§ Page excerpt
"""
Alexandre Bissonnette watched videos of mass murders before Quebec City mosque attack, court hears

The man convicted of killing six men inside a Quebec City mosque on Jan. 29, 2017, spent hours watching videos and researching mass murders in the weeks before he gunned down the worshippers.

28-year-old spent several weeks searching online massacres before killing 6 men in January 2017

Alexandre Bissonnette pleaded guilty to six counts of first-degree murder in the shooting deaths of worshippers at a Quebec City mosque in January 2017. (Facebook)

The man convicted of killing six men inside a Quebec City mosque on Jan. 29, 2017, spent hours searching online for videos and references to mass murders in the weeks before he gunned down the worshippers, it was revealed Friday at a court hearing.

Alexandre Bissonnette, 28, also entered online search terms for mass murderer Dylann Roof 201 times between Jan. 1 and Jan. 29, 2017 — the day of the attack. Roof killed nine people at a South Carolina church in 2015.

One week before the mosque attack, Bissonnette watched a video montage made from the shooting scenes in director Denis Villeneuve's 2009 drama Polytechnique — a fictionalized account of the 1989 École Polytechnique massacre that left 14 women dead.

Crown prosecutor Thomas Jacques said Bissonnette also watched footage of the 1999 Columbine school shooting carried out by two students, who killed a dozen students and a teacher.
This was the scene inside of the Quebec City mosque where Alexandre Bissonnette's attack occurred, two days after the shooting. (Mathieu Belanger/Reuters)
"""
§ Data for this task
"""
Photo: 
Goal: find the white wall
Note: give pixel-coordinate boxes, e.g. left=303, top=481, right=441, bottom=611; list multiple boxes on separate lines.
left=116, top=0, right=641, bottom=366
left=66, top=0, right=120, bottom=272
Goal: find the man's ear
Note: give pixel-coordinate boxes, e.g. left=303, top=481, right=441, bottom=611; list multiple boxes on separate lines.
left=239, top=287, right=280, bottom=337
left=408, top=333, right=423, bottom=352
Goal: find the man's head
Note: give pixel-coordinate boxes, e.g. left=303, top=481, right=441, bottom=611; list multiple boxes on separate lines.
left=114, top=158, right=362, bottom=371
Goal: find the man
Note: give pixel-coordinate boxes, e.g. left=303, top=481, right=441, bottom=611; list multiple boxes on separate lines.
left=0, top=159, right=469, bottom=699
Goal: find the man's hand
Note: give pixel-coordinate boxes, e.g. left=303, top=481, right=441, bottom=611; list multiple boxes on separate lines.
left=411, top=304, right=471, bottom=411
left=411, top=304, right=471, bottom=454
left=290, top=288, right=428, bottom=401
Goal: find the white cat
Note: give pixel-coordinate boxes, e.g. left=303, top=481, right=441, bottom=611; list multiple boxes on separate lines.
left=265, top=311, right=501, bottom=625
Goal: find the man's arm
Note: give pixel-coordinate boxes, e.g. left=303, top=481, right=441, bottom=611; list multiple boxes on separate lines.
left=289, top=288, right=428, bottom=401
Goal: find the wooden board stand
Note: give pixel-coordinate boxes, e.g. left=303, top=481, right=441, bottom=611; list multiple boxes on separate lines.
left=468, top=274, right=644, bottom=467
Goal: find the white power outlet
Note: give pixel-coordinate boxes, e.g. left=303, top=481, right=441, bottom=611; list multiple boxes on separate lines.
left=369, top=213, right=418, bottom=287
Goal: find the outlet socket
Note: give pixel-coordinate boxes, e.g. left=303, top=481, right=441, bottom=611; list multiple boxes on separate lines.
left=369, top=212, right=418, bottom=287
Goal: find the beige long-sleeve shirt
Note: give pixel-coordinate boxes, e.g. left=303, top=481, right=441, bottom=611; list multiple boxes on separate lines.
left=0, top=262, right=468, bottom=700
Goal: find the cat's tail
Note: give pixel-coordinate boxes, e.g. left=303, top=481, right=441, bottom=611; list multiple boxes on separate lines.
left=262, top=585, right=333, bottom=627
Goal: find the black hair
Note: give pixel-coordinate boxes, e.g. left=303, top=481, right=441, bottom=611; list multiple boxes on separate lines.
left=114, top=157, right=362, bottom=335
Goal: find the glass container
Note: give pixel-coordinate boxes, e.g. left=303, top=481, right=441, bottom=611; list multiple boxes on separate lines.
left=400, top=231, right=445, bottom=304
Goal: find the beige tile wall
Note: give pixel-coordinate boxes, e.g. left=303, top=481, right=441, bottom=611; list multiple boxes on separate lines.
"""
§ Given request 1
Rewrite everything in the entries from the line containing "Goal: find the beige long-sleeve shirt" down to the end of the entries, requests included, and add 148 to every coordinate in the answer boxes.
§ Given request 2
Resume the article about the Quebec City mosque attack, picking up right after its final sentence.
The entries have no connection to the article about the Quebec City mosque attack.

§ Expected output 1
Goal: find the beige long-sleeve shirt
Note: give pixel-coordinate boxes, e.g. left=303, top=481, right=441, bottom=611; list multiple boxes on separate lines.
left=148, top=410, right=616, bottom=848
Goal: find the cat's tail
Note: give pixel-coordinate boxes, e.g. left=303, top=481, right=441, bottom=611; list multiple boxes on separate lines.
left=410, top=733, right=481, bottom=775
Goal: find the black hair
Note: give pixel-coordinate boxes, e.g. left=303, top=481, right=441, bottom=611; list multiple boxes on separate lines.
left=262, top=305, right=510, bottom=483
Goal: find the glass container
Note: give pixel-coordinate boxes, e.g. left=303, top=481, right=441, bottom=611; list multiple boxes on separate lines.
left=548, top=379, right=593, bottom=452
Goal: find the beige tile wall
Note: give pixel-coordinate boxes, e.g. left=303, top=481, right=441, bottom=611; list multiple boxes on separate lines.

§ Expected output 2
Friday's hearing before Quebec Superior Court Justice François Huot will help determine whether security camera footage from the mosque on the night of the attack should be released. A media consortium, comprised of seven different media outlets including the CBC, is trying to have the footage made public.

The Crown is arguing to have the video remain under a strict publication ban.

Bissonnette pleaded guilty March 28 to six counts of first-degree murder, changing an earlier plea. He also apologized to victims and survivors, saying he was deeply sorry for the pain he caused and was ashamed of his actions.

Jacques is expected to present the video during the sentencing hearing for Bissonnette next week.

Around a dozen people, including survivors of the attack, sat in the audience at Friday's hearing, some visibly disturbed by the possibility the video could be made public.

The president of the Quebec Islamic Cultural Centre, Boufeldja Benabdallah, testified that simply discussing the possibility that could happen had revived tensions and frustrations at the mosque.
An ambulance is parked at the Quebec Islamic Cultural Centre in Quebec City, Jan. 29, 2017. Alexandre Bissonnette, 28, pleaded guilty last month to the first-degree murders of six men in that attack. (Mathieu Belanger/Reuters)

Benabdallah said mosque members were shocked when they found out this request had been made.

"We were extremely saddened. We thought once again, if this goes forward, we will relive the atrocities of Jan. 29," he told the court today.

Copycat effect a concern

Earlier Friday, Jacques called an expert witness who testified that broadcasting the video, or portions of it, could be devastating for the families, the survivors and the population in general.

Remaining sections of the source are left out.